Bug 1877917

Summary: dynflow_executor.output grows extremely large in short period of time.
Product: Red Hat Satellite Reporter: Dylan Gross <dgross>
Component: DynflowAssignee: Adam Ruzicka <aruzicka>
Status: CLOSED ERRATA QA Contact: Lukáš Hellebrandt <lhellebr>
Severity: high Docs Contact:
Priority: high    
Version: 6.7.0CC: aganbat, ahumbe, arahaman, aruzicka, bsawyers, dhjoshi, dmule, dsynk, egolov, gopinath.perumal, gscarbor, jbhatia, jjeffers, kkohli, ktordeur, mmccune, sadas, saydas, sboyron
Target Milestone: 6.9.3Keywords: PrioBumpGSS, Triaged
Target Release: Unused   
Hardware: All   
OS: Linux   
Whiteboard:
Fixed In Version: tfm-rubygem-dynflow-1.4.8 Doc Type: If docs needed, set a value
Doc Text:
Story Points: ---
Clone Of:
: 1962840 (view as bug list) Environment:
Last Closed: 2021-07-01 14:56:48 UTC Type: Bug
Regression: --- Mount Type: ---
Documentation: --- CRM:
Verified Versions: Category: ---
oVirt Team: --- RHEL 7.3 requirements from Atomic Host:
Cloudforms Team: --- Target Upstream Version:
Embargoed:

Description Dylan Gross 2020-09-10 18:37:03 UTC
Description of problem:

   The /var/log/foreman/dynflow_executor.output grows extremely large in short period of time.   (600+ GB in under 24 hours.)

Version-Release number of selected component (if applicable):

   Red Hat Satellite 6.7.2

How reproducible:   Unknown - Not reproducible at will


Actual results:

   The dynflow_executor.output grew over half a TB in a day.

Expected results:

   The dynflow_executor.output logs relevant info and remains at a reasonable size.

Additional info:

  There was obviously some underlying condition with the dynflow_executor that caused this massive amount of atypical logging.   

  Impact to the system came from two different scenarios.   While this particular situation had logging in an alternate location that could accomodate  a few hundred GB, this would likely file /var on most systems.    The second scenario is executing a foreman-debug, which runs xzcat against the admittedly impressively compressed file, and expands it in the foreman-debug location (default=/var/tmp).  (This second scenario can be worked around by specifying an alternate location, if you're aware of the situation ahead of time).

Comment 13 asml_gperumal 2021-04-08 08:07:35 UTC
Hi,
is this bug applicable for Satellite 6.7.5?

Comment 17 Lukáš Hellebrandt 2021-06-10 10:10:02 UTC
Verified with Sat 6.9.3 snap 1.0.

Used reproducer (don't forget to change the TASKS_ROOT to current foreman-tasks version): https://gist.github.com/adamruzicka/3a4681f488e5978c7bd49e544f1ce124 (thanks Adam)

Data extract:

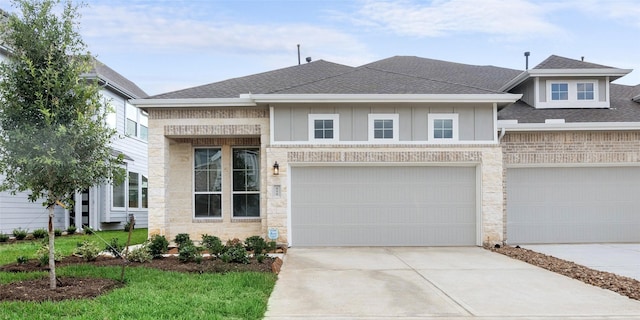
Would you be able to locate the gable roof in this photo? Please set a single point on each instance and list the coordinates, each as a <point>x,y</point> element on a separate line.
<point>557,62</point>
<point>262,83</point>
<point>623,109</point>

Direction 1:
Answer these questions from the bug report, one line each:
(a) In which package version is the fix included?
(b) According to the problem description, how much did the log file grow, and in what time?
(c) Which Satellite build was the fix verified with?
Direction 2: Please output, unchanged, the passage of the bug report that opens with the words containing "The dynflow_executor.output logs" and closes with "for Satellite 6.7.5?".

Exercise answer 1:
(a) tfm-rubygem-dynflow-1.4.8
(b) 600+ GB in under 24 hours
(c) Sat 6.9.3 snap 1.0

Exercise answer 2:
The dynflow_executor.output logs relevant info and remains at a reasonable size.

Additional info:

  There was obviously some underlying condition with the dynflow_executor that caused this massive amount of atypical logging.   

  Impact to the system came from two different scenarios.   While this particular situation had logging in an alternate location that could accomodate  a few hundred GB, this would likely file /var on most systems.    The second scenario is executing a foreman-debug, which runs xzcat against the admittedly impressively compressed file, and expands it in the foreman-debug location (default=/var/tmp).  (This second scenario can be worked around by specifying an alternate location, if you're aware of the situation ahead of time).

Comment 13 asml_gperumal 2021-04-08 08:07:35 UTC
Hi,
is this bug applicable for Satellite 6.7.5?